**Task requirements:** Render as a numbered list the lines starting with the line that contains "instance of power" and going on through the line that contains "[5,76,345,425]", both included. Omit any blank lines, and leave the pictures out of the answer.
————
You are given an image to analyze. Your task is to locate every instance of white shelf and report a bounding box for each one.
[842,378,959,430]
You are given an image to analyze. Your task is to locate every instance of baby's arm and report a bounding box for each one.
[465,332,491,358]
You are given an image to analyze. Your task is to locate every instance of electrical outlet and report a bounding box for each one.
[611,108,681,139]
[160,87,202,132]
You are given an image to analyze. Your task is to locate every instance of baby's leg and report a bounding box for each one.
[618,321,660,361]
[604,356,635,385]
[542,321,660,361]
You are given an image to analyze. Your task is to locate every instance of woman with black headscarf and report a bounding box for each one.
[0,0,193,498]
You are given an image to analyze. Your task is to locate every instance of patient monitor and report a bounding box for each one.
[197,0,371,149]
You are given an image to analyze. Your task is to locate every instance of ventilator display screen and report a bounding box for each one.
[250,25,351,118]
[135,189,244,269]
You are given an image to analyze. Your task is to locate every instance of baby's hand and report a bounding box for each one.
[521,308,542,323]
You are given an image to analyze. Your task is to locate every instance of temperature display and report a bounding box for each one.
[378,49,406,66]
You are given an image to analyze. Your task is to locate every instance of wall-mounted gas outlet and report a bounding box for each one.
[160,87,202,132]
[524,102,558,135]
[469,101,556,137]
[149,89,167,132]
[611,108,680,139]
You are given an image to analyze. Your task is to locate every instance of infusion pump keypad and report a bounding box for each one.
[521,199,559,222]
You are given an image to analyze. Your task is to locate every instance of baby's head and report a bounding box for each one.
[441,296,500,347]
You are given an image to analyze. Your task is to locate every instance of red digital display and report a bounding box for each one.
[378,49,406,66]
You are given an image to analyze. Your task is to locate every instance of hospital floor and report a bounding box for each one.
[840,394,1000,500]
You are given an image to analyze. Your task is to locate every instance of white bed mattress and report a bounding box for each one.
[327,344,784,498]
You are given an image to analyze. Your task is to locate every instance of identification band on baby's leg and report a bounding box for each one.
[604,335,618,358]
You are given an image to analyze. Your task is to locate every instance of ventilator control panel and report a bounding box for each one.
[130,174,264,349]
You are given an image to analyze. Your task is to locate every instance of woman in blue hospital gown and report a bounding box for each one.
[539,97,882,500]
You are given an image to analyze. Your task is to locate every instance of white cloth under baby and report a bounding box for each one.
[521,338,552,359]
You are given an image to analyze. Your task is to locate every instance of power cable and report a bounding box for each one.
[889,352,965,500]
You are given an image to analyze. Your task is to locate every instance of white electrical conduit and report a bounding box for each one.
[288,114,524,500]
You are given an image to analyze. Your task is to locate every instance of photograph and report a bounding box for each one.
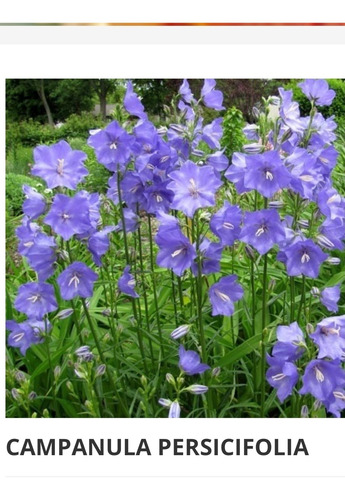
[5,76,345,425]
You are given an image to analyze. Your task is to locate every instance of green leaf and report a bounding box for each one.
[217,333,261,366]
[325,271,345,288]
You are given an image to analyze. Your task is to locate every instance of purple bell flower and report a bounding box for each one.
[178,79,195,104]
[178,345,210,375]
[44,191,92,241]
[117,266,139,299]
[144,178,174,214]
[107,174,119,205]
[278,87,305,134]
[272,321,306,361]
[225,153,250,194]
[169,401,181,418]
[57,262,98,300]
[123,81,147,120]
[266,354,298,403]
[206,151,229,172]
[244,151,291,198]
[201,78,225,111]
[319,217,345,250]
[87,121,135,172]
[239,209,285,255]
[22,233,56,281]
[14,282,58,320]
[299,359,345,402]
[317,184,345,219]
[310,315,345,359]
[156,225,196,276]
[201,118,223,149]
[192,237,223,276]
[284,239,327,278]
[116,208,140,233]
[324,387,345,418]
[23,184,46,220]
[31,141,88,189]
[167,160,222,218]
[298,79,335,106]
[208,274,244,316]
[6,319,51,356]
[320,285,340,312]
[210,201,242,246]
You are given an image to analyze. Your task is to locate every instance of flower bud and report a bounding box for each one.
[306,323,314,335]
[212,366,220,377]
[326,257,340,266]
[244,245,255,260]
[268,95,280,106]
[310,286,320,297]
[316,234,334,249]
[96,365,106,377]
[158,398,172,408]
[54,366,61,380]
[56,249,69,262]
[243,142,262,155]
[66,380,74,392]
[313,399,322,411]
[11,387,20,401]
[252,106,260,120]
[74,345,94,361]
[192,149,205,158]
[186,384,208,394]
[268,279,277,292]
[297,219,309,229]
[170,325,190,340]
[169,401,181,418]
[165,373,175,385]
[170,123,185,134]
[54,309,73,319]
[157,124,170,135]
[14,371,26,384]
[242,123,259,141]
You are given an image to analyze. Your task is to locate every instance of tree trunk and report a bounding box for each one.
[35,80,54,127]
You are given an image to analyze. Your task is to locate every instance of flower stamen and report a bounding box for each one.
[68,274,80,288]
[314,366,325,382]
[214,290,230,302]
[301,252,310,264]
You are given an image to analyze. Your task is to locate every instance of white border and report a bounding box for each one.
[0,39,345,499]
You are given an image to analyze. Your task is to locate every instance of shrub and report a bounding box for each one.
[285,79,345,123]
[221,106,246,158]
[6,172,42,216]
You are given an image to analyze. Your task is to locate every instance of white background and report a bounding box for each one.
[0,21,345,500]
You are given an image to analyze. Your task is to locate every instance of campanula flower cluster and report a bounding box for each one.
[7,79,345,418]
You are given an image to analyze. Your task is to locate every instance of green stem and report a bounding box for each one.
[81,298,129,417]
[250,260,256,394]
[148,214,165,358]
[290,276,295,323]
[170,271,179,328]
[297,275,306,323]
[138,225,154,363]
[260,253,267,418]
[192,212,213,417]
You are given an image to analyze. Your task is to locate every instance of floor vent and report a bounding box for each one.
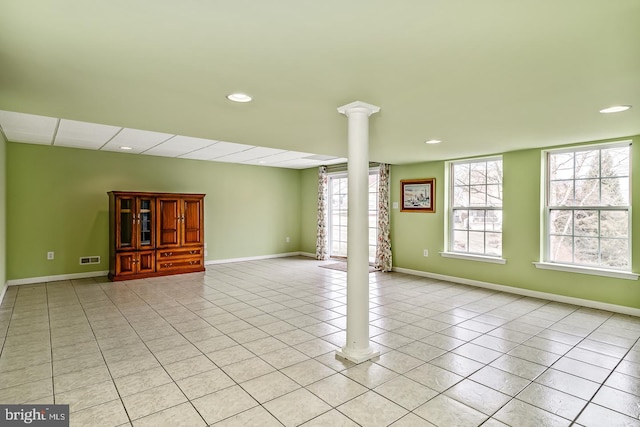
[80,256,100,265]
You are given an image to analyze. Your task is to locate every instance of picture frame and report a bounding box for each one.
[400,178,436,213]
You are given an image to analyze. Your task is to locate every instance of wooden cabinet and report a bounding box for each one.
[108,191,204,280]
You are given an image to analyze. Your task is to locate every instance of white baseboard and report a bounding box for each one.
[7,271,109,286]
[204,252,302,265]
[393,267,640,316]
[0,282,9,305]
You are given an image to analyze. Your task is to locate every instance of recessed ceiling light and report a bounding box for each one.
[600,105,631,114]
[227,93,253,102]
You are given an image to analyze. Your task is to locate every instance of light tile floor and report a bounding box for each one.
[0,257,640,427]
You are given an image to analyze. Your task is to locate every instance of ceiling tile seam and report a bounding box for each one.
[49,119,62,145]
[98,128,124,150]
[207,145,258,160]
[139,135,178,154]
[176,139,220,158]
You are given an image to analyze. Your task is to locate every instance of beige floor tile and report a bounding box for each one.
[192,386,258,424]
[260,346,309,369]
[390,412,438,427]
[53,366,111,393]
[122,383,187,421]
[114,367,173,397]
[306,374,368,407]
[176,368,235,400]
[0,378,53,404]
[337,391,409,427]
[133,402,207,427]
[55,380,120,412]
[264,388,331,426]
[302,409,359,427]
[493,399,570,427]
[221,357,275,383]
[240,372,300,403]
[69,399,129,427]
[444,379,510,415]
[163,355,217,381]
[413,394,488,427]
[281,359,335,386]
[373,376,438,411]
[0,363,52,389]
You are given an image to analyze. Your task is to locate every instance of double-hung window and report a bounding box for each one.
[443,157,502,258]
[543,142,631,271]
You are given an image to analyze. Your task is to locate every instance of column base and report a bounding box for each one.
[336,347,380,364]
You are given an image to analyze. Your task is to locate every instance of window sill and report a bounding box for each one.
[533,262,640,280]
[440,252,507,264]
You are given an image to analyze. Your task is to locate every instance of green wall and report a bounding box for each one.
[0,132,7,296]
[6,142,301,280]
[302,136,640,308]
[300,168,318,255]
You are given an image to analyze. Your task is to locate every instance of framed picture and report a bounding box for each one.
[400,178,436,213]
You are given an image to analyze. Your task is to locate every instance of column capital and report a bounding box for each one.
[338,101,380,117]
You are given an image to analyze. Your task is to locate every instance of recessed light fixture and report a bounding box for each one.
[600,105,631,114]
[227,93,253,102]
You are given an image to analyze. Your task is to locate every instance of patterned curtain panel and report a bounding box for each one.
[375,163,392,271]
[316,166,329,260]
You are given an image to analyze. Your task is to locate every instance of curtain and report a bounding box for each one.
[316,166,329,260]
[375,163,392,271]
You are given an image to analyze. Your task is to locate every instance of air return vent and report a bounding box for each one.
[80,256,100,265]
————
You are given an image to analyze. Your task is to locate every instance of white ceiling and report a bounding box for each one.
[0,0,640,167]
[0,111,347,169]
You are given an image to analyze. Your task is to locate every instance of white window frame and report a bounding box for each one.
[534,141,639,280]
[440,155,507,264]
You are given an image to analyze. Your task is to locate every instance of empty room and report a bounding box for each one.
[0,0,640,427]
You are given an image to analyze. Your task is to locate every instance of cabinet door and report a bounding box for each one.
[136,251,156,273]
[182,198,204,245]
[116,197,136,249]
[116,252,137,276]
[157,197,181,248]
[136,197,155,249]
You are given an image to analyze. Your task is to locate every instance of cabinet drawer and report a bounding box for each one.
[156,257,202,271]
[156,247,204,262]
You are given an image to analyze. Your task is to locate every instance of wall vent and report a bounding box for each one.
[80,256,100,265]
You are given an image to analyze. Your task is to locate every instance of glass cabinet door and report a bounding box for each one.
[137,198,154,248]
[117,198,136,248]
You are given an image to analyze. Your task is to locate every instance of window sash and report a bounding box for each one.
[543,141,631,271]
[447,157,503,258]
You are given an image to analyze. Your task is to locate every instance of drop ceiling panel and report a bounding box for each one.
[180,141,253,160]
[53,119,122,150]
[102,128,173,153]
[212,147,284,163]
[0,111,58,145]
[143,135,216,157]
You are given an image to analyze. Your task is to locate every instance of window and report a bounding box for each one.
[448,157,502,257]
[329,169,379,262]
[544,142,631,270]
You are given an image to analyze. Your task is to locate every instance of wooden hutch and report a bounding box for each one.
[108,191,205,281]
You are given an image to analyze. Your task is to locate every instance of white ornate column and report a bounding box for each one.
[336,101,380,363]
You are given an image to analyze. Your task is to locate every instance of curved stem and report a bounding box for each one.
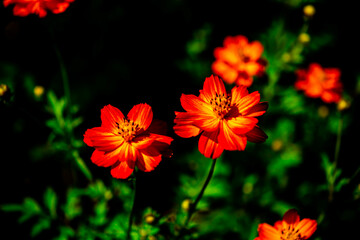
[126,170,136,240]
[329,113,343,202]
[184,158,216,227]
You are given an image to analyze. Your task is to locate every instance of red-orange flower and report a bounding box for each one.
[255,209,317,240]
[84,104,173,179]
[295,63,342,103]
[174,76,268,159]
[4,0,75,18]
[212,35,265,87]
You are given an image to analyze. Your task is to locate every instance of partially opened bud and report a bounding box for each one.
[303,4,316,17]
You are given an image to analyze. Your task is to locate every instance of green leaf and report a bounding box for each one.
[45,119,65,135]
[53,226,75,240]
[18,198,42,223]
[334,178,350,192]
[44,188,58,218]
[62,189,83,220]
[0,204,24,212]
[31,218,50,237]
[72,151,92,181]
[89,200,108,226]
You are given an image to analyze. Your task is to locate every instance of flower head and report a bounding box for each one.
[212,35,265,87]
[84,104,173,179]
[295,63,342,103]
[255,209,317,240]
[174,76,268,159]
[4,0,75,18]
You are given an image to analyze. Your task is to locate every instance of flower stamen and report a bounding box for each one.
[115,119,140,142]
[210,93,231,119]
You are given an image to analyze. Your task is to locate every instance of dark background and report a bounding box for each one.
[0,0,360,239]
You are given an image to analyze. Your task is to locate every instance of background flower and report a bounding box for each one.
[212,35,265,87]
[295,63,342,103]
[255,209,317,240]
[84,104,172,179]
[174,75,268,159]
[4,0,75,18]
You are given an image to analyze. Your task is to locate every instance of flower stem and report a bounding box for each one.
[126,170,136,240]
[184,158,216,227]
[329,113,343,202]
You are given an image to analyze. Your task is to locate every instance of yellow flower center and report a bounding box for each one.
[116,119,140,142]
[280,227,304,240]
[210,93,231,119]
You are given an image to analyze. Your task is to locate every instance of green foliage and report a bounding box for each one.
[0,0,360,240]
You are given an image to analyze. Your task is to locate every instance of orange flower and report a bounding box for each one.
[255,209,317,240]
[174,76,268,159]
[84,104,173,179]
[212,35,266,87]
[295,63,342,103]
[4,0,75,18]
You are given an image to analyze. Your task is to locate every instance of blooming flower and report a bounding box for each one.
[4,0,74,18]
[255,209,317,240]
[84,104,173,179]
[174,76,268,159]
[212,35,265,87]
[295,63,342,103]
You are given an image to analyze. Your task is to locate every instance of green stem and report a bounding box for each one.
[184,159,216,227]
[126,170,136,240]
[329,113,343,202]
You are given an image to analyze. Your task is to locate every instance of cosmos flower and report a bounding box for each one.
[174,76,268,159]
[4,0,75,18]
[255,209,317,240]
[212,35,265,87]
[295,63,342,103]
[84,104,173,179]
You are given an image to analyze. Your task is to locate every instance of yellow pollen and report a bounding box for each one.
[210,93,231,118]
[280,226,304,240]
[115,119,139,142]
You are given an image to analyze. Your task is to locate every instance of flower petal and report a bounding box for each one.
————
**Answer below:**
1. You are given an image to analyze. Your task is to locate every instance of power cable and report a bounding box for each one.
2. [889,352,965,500]
3. You are given an image to analyze. Your task is to locate every instance of white electrical conduit and report a bounding box for each one.
4. [288,114,524,500]
5. You are given an image to analyze. Your task is to locate every instance of photograph and report a bounding box for each one.
6. [5,76,345,425]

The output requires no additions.